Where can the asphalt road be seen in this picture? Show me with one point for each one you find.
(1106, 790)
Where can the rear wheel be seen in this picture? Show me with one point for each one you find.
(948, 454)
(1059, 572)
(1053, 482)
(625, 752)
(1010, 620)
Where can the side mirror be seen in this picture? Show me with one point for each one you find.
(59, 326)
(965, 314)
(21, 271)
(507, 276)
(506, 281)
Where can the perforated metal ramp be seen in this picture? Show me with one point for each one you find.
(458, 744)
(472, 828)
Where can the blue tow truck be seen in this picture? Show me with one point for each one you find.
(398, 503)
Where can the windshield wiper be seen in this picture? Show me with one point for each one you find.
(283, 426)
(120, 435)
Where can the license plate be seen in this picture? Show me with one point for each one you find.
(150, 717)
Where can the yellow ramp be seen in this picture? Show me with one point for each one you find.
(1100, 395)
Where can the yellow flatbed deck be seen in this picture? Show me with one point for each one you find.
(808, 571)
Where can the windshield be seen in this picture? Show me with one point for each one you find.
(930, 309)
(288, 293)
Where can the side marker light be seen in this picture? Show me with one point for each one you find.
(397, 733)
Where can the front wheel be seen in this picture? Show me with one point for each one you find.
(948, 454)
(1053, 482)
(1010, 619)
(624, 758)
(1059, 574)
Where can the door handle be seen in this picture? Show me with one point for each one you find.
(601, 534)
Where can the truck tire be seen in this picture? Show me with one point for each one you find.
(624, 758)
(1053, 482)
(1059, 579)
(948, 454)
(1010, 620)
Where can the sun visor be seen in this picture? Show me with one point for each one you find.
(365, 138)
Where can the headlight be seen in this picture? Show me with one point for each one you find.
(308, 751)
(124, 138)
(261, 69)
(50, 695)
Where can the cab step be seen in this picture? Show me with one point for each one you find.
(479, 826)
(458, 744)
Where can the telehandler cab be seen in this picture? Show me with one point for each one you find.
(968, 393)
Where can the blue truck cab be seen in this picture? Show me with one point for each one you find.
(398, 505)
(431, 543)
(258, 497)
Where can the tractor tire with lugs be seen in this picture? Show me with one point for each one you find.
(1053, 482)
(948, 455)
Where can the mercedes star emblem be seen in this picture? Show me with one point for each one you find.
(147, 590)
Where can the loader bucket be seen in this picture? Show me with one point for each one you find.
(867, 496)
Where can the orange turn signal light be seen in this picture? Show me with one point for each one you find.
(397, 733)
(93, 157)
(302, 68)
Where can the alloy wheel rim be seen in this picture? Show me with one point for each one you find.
*****
▶ [Set task] Copy out all of the records above line by line, with no changes.

▶ [Response to the exercise]
Where can the asphalt road be seen in this picture? Show me with one point for each one you find.
(1106, 790)
Where can the rear wheel be seen in this picture? Show me with one point for each one you find.
(948, 454)
(1059, 572)
(1053, 482)
(625, 752)
(1010, 620)
Where can the side mirror be seen in this picture? Show me with one point for each one you find.
(59, 326)
(965, 314)
(21, 271)
(507, 276)
(506, 281)
Where can the perforated metal ramp be seen in this picture? Show me with one point for each one you find.
(458, 744)
(472, 828)
Where can the blue tow truck be seen in this picture? Show me with one point for each one you find.
(398, 503)
Where can the windshield wiper be seen in this picture? Show me with one point for each one you find.
(283, 426)
(120, 435)
Where can the license plate be seen in this picture? Show me with one point for each one you find.
(150, 717)
Where can the yellow ramp be seen in this picture? Show me with one point for each one you find.
(1100, 395)
Where can the yellow flatbed deck be seen in this picture? Show me with one point for each one you find.
(808, 571)
Where can the windshield be seen in this picture? Show me with one point for each one you find.
(930, 309)
(288, 293)
Where can the side marker light be seen in this picture? Show me with one point for each one you find.
(397, 733)
Where can the front wheel be seen in this picture? Show me with one point for each one you find.
(948, 454)
(1053, 482)
(1010, 619)
(624, 758)
(1059, 574)
Where can the door handle be seen in this picture? Show me with one point for each one you find.
(601, 534)
Where can the truck tire be seen in this picture? Show me with one point for each one you find.
(624, 758)
(1053, 482)
(1059, 579)
(948, 454)
(1010, 620)
Where can the sun visor be seen in this picture? Show me with one point for each one you find.
(365, 138)
Where can the headlight be seen in this picture? Show me with one point for each one you find.
(308, 751)
(124, 138)
(261, 69)
(50, 695)
Where can the cab step be seen in this picture? Show me with one point for each one you find.
(479, 826)
(458, 744)
Where can the telehandler cab be seen in this picture? Show me with one point for each one you find.
(968, 393)
Where can the blue truck cab be seen in this picture? Show me with one point for each one you find.
(398, 505)
(431, 543)
(258, 497)
Where can the tractor tire with lugs be seen in this picture? Show me with one point for each one you find.
(1053, 482)
(948, 455)
Where can the mercedes star emblem be seen in this picture? Show me with one point for each one you find.
(147, 590)
Where can the loader bucket be seen in this picture? Show me with one point for each one you find.
(867, 496)
Where can the orange turn signal light be seen in this picture? Show me with one point for each one you find.
(397, 733)
(93, 157)
(302, 68)
Where can the alloy wheel rim be seen in this picture? Show me with one point for each one you find.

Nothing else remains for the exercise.